■ **AIM OF THE TASK**:
Once you reach the line that holds "Mark every instance of the built-in" in the listing below, output it and every line after it through the line that holds "Target: stainless steel refrigerator", word for word.

■ **RECORDS**:

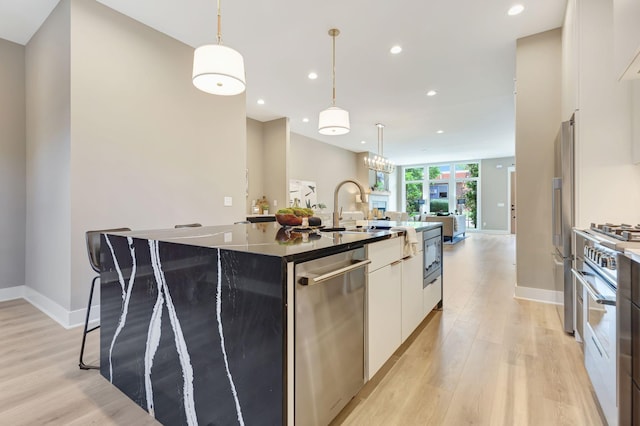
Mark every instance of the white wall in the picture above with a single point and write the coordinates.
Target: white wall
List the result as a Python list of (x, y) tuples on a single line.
[(327, 165), (12, 165), (48, 218), (275, 139), (607, 181), (538, 76), (494, 178), (148, 150), (117, 136), (255, 161)]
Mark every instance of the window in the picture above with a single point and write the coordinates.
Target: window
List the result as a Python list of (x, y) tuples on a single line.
[(414, 181), (451, 188)]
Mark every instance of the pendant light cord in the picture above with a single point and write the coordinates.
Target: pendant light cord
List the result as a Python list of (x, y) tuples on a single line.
[(219, 24), (334, 32), (334, 68)]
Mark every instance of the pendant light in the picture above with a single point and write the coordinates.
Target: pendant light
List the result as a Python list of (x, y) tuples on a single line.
[(334, 120), (380, 163), (218, 69)]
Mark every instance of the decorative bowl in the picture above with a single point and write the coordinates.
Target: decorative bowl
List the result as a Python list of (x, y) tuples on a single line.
[(288, 219)]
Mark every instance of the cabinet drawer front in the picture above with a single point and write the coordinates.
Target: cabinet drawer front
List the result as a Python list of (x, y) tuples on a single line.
[(432, 294), (384, 253)]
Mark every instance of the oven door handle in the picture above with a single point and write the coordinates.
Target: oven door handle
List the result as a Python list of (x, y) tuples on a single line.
[(599, 298)]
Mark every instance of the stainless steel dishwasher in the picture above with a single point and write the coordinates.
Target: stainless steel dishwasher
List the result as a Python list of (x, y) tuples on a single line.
[(329, 335)]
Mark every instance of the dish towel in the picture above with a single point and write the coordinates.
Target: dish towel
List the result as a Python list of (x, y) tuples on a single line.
[(410, 240)]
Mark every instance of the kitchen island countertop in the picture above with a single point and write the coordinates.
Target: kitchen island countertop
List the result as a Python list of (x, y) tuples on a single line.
[(271, 239)]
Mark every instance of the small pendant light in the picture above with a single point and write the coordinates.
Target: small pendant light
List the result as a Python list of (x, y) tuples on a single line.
[(380, 163), (218, 69), (334, 120)]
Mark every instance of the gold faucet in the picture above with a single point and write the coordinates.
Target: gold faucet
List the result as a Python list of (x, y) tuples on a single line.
[(336, 215)]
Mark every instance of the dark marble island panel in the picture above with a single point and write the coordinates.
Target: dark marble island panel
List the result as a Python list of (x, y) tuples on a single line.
[(194, 335), (193, 320)]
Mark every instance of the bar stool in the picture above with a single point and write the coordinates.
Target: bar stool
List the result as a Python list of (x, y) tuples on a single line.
[(93, 250)]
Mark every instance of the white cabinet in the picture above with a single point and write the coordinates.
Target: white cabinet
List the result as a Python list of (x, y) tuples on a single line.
[(412, 303), (384, 302), (431, 295), (626, 37)]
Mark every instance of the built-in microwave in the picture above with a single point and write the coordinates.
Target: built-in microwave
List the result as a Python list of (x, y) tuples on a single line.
[(432, 240)]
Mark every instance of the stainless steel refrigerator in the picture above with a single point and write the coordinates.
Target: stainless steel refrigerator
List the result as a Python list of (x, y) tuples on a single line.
[(563, 220)]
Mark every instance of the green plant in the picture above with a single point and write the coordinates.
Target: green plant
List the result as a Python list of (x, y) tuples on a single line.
[(471, 196), (414, 195), (439, 205)]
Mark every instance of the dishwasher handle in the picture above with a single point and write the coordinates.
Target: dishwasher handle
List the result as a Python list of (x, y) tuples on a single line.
[(599, 298), (311, 280)]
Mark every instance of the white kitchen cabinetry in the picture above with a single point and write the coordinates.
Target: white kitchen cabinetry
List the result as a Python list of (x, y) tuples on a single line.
[(384, 302), (412, 303), (626, 37), (432, 294)]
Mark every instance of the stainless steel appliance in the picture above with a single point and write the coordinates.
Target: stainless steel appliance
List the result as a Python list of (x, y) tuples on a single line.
[(329, 335), (599, 274), (628, 344), (432, 252), (562, 218)]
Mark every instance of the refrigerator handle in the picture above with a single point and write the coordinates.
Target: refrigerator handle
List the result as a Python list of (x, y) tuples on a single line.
[(556, 211)]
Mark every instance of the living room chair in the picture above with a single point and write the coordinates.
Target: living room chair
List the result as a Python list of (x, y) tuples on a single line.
[(93, 250)]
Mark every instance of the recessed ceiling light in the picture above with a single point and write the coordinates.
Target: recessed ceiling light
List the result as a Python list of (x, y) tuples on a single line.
[(516, 9)]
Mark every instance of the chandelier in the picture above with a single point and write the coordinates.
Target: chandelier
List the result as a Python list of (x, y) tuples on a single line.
[(380, 163)]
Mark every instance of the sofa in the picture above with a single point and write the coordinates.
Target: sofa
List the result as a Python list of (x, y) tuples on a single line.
[(452, 225)]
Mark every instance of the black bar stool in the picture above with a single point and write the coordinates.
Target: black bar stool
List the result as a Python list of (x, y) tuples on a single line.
[(93, 250)]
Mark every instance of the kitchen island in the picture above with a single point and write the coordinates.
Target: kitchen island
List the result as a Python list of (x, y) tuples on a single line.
[(194, 321)]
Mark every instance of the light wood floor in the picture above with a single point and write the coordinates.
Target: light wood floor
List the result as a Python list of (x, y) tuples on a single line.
[(486, 359)]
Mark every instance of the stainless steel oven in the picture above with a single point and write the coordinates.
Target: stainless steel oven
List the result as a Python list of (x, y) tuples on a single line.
[(432, 252), (595, 279)]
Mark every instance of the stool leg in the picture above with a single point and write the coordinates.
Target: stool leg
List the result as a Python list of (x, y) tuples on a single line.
[(81, 364)]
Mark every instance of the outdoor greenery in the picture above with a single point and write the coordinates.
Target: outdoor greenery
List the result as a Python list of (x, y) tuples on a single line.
[(439, 205), (471, 195), (415, 189)]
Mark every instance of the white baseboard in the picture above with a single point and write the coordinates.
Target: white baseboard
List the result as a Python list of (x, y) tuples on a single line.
[(12, 293), (67, 319), (487, 231), (539, 295)]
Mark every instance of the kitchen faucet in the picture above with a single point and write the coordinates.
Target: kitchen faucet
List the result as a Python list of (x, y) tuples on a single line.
[(336, 215)]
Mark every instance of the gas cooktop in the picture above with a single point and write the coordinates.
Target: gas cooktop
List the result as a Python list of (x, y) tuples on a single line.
[(622, 232)]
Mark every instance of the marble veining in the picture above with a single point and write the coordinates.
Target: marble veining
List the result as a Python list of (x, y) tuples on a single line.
[(126, 296), (222, 346), (181, 346), (199, 338)]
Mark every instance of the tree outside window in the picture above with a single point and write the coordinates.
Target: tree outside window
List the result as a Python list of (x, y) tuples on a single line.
[(414, 178)]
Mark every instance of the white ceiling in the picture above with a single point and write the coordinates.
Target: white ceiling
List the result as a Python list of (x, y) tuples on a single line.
[(464, 49)]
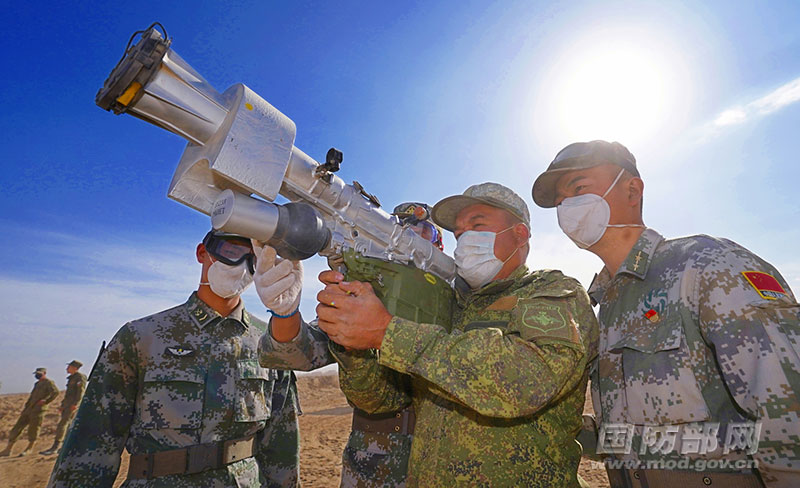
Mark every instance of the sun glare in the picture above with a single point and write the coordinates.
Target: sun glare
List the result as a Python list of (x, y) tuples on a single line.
[(629, 91)]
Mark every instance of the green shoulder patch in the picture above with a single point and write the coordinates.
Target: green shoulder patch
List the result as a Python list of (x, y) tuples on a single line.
[(543, 318)]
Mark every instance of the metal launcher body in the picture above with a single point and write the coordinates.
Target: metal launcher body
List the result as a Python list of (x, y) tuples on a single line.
[(240, 156)]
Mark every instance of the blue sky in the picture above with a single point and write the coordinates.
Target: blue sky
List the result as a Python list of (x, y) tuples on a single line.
[(424, 100)]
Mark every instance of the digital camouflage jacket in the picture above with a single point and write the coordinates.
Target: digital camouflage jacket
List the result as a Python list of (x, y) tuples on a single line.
[(699, 358), (182, 377), (499, 397)]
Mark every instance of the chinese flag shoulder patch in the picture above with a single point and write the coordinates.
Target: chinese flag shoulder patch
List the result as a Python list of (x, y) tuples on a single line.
[(765, 284)]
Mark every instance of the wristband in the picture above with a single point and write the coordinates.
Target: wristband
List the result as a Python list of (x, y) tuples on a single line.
[(274, 314)]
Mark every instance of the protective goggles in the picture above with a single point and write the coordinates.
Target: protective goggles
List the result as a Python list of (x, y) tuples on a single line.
[(230, 249), (426, 230)]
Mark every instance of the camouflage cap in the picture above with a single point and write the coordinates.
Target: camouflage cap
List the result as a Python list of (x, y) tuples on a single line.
[(494, 194), (580, 155)]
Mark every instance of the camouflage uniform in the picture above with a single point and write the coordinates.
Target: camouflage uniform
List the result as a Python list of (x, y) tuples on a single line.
[(76, 384), (32, 414), (182, 377), (499, 397), (370, 459), (699, 332)]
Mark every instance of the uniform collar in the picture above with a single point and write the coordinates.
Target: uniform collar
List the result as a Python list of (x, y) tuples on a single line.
[(636, 264), (202, 314), (464, 292)]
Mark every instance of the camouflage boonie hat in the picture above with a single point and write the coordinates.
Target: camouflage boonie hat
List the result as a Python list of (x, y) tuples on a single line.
[(494, 194), (580, 155)]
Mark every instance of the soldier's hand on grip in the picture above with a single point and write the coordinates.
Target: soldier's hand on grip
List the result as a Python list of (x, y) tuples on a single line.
[(278, 281)]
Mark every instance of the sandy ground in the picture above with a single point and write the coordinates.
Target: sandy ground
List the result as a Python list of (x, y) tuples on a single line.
[(324, 428)]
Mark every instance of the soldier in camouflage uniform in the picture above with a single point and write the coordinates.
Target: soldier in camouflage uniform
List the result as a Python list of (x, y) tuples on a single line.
[(698, 354), (44, 392), (76, 384), (183, 392), (379, 446), (499, 396)]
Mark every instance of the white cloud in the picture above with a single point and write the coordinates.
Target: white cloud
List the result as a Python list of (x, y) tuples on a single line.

■ **TASK SOLUTION**:
Mark every instance of the built-in microwave in the picture above with a single point and write the coordinates.
Target: built-in microwave
List the result as a Python list of (x, y) tuples on a single line.
[(432, 240)]
Mark every instance of the stainless steel refrigerator in the picture above with a single point and write the coordinates.
Target: stainless steel refrigerator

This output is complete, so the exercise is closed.